**TASK BRIEF:**
Please print the full listing exactly.
Begin RECORDS TO PROCESS
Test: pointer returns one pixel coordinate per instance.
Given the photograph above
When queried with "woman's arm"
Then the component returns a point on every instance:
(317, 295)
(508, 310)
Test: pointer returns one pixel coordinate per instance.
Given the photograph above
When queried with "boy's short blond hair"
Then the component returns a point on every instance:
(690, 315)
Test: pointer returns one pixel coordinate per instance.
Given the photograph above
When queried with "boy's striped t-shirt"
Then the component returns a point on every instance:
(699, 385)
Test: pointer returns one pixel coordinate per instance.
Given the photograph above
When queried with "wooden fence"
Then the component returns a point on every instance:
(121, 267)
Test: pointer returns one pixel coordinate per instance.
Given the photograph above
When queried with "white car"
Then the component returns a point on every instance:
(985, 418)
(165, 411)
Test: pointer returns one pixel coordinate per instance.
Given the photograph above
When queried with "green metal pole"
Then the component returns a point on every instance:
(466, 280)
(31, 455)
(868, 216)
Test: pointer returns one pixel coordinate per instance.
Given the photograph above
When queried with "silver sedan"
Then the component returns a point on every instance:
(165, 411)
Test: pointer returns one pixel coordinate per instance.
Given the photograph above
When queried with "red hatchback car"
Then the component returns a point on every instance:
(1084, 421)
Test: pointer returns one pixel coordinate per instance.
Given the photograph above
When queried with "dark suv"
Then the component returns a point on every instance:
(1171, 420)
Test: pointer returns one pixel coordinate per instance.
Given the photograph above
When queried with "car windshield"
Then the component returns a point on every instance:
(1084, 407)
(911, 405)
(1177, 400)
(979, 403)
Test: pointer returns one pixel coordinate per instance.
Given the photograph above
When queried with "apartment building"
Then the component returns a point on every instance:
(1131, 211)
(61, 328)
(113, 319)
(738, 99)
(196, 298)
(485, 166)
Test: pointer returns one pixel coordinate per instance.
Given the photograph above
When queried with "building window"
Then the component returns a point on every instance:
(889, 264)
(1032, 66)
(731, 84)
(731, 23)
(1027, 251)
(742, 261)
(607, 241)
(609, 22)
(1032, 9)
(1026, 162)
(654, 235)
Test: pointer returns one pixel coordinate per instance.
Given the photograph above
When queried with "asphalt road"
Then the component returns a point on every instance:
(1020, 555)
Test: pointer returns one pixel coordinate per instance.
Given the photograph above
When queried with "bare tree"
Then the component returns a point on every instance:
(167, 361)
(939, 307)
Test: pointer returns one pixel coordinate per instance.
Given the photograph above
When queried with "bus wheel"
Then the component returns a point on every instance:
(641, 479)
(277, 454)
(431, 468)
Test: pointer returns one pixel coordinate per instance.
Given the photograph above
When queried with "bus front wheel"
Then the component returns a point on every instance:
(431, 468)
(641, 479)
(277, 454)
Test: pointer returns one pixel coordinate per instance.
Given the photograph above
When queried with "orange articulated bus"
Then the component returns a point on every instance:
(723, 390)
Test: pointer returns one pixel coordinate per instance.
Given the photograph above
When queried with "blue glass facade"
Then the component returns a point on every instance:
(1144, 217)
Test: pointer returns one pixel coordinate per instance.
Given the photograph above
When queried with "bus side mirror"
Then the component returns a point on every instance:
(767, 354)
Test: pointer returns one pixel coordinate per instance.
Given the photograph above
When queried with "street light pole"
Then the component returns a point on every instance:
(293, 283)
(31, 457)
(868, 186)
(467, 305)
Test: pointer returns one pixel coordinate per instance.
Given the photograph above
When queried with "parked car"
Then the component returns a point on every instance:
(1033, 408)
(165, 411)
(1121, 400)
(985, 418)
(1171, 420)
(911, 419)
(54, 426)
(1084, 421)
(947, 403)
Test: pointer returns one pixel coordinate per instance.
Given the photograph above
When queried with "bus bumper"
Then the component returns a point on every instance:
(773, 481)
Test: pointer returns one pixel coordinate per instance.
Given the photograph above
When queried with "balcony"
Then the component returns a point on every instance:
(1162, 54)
End RECORDS TO PROCESS
**CORRECT RESPONSE:**
Test: pointer returns one pixel coordinate per instance.
Given the photograph above
When queried with "woman's arm"
Then the component returns a point on every instance:
(317, 295)
(508, 310)
Test: pointer returns one pixel coordinate per instance.
Given the photograph above
When queried with "boy's short blond hair"
Then the component returns a point on every instance:
(690, 315)
Test: pointer returns one pixel coordinate per instance.
Given the photograph above
When queried with "boy's striped t-shirt"
Then the component returns a point on every instance:
(699, 385)
Test: pointer returns one pixel coordinate per instance.
Given the photograph above
When queried with "wooden fence"
Then the component returns a point on every instance:
(121, 267)
Test: pointer returns one pixel coordinate per instance.
Given the photograph above
When queried with "white car"
Then the component returns a point on every instance:
(985, 418)
(165, 411)
Test: pointer returns one pixel coordinate per instance.
Given the photograph above
When queried with "green metal pole"
Then the component returns a point on every instance:
(466, 280)
(31, 455)
(868, 216)
Test: pointer returns one pixel coordinate per instance.
Given the photograph above
When queried with "silver sedan"
Then the component returns a point on every instance:
(165, 411)
Test: pointer returns one pixel coordinate per instance.
Given the photograph above
When queried with "red hatchback car"
Then the component returns a point on every instance:
(1084, 421)
Test: pointer returns one pixel coordinate per instance.
Given the photograph above
When queried with "dark suv"
Then the component returns a point on every instance:
(1171, 420)
Test: pointer returns one pixel coordinate per instance.
Given the photograph above
When queried with "car windshield"
Then the component returns a point on every instance:
(1084, 407)
(911, 405)
(1177, 400)
(979, 403)
Test: pointer returns one pixel coordinate per instance.
Given the photograph above
When queried with "apartment building"
Then the component returns a point on every instance:
(1131, 211)
(61, 328)
(113, 319)
(738, 99)
(196, 298)
(485, 166)
Test: pointer returns one pixel coordinate per instance.
Given the photograph above
When queried with "building window"
Then the component returns a point on every instance:
(889, 264)
(1032, 66)
(731, 84)
(731, 23)
(1027, 251)
(742, 261)
(607, 241)
(609, 22)
(1032, 9)
(1026, 162)
(654, 235)
Test: pointer returns one pixel coordinate per instance.
Given the photograph above
When queried with "asphalt road"
Then the component returns a point on every instance:
(1020, 555)
Test: pointer returns one pixel coordinate per instance.
Given the photograph above
When queried with "bare tree"
Then the component returns a point on every instance:
(167, 361)
(939, 307)
Test: pointer returns one pixel coordinate per instance.
Given the photograph above
When queried with "bus wheel"
Then the component returns a point on every instance:
(641, 479)
(277, 454)
(431, 468)
Test: pointer returns one pixel coordinate per instance.
Given the photograph above
When queried with "bus front wheel"
Then the component returns a point on every instance:
(431, 468)
(641, 479)
(277, 454)
Test: pointer returns one pixel coordinate per instance.
Given the photograph above
When queried with "orange articulated bus"
Then the component returns a point on every instance:
(723, 390)
Test: pointer returns one pixel coordinate per instance.
Given the photograph above
When queried with "blue glass facade"
Then the component returns a point on every instance:
(1144, 217)
Test: pointer returns one pixel coordinate per instance.
Given the photograph above
When queried with "bus side mirror"
Then the component returns a point on every instance:
(767, 354)
Test: pointer returns one pixel coordinate per instance.
Given the photograph above
When queried with "street light pole"
Then the component returns a point on every instance:
(293, 283)
(31, 457)
(868, 186)
(467, 305)
Test: pointer returns one pixel coordinate per instance.
Given the photograph above
When queried with "parked car"
Then the component returns a point on every instance:
(1033, 408)
(165, 411)
(1121, 400)
(985, 418)
(1171, 420)
(911, 419)
(54, 426)
(1084, 421)
(947, 403)
Test: pointer returns one pixel coordinate per instance.
Given the photograph above
When queried with "bus bumper"
Then the component returns a point on every instance:
(773, 481)
Test: pointer returns one pixel coordinate per instance.
Given the photograph above
When queried with "balcony"
Then the component returns a point on every instance:
(1162, 54)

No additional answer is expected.